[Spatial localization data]
:::::
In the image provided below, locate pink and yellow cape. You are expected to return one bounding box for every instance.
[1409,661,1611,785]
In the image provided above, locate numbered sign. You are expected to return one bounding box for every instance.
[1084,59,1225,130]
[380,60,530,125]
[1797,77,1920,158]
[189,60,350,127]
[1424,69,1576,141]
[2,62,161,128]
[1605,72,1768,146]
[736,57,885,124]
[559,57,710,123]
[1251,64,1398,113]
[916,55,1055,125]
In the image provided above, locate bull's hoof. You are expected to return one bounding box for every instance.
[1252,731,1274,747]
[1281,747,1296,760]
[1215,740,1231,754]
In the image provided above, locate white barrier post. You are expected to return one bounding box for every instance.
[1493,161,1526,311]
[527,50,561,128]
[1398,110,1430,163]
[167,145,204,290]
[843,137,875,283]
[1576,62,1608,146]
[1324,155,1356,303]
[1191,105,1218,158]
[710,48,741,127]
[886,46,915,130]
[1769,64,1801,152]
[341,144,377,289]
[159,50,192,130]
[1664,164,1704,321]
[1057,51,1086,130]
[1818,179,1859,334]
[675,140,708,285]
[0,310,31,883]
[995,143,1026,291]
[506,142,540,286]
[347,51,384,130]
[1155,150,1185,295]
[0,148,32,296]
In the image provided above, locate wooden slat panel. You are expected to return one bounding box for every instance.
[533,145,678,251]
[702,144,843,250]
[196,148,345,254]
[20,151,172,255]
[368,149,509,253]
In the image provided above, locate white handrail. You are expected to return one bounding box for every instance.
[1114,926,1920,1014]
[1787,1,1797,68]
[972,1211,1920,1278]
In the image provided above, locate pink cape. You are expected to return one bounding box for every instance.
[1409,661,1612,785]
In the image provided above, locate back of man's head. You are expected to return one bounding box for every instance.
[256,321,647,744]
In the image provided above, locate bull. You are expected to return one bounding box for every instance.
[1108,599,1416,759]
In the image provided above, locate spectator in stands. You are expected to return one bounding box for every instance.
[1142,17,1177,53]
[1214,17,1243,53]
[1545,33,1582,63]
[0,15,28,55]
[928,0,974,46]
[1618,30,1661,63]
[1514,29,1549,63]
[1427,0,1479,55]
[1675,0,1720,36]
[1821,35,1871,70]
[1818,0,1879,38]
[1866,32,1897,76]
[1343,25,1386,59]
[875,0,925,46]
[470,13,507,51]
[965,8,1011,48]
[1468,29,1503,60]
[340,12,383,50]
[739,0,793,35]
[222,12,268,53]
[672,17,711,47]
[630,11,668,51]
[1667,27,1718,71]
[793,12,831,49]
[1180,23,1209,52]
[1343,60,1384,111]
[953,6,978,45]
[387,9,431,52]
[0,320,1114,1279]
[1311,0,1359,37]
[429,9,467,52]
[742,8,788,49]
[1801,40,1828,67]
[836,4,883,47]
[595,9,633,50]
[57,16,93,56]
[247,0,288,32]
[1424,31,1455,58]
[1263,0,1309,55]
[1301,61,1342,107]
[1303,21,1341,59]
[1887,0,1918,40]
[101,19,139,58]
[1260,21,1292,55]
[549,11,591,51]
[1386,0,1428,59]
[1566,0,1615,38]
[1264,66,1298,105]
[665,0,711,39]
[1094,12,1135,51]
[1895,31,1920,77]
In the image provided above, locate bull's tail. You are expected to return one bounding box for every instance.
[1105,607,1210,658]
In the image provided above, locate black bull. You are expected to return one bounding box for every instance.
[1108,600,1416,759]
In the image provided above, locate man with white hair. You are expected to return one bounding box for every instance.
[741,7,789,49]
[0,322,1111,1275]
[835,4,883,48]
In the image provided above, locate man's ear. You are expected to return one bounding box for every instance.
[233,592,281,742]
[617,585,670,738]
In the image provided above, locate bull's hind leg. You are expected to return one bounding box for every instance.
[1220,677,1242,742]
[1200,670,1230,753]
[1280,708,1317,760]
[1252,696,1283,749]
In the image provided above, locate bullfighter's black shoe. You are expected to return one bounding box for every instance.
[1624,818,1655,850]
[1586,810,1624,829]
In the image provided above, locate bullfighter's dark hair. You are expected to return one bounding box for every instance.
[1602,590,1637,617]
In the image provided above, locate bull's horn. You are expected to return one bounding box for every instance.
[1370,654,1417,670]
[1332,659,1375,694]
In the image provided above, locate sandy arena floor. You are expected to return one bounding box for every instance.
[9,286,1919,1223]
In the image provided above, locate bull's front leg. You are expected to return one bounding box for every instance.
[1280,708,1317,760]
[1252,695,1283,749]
:::::
Exercise directions
Please copy the line that holds "In the image provided above, locate bullfighter's dark" and each line under it through the last line above, exactly as they stand, adding nothing.

Problem solution
In the image provided above, locate bullfighter's dark hair. You are expected to return one bounding box for every instance.
[1602,590,1637,617]
In the image provided above, locate bull's horn. You are expected to return one bounding box for every instance.
[1370,654,1417,670]
[1332,659,1375,694]
In the image provided above, locate sandy arena floor. You are expected to return one bounding box for every instance.
[9,286,1919,1223]
In the image provided above, locate bull's front leg. You are expected to return one bounding box for every instance.
[1280,708,1317,760]
[1252,695,1283,749]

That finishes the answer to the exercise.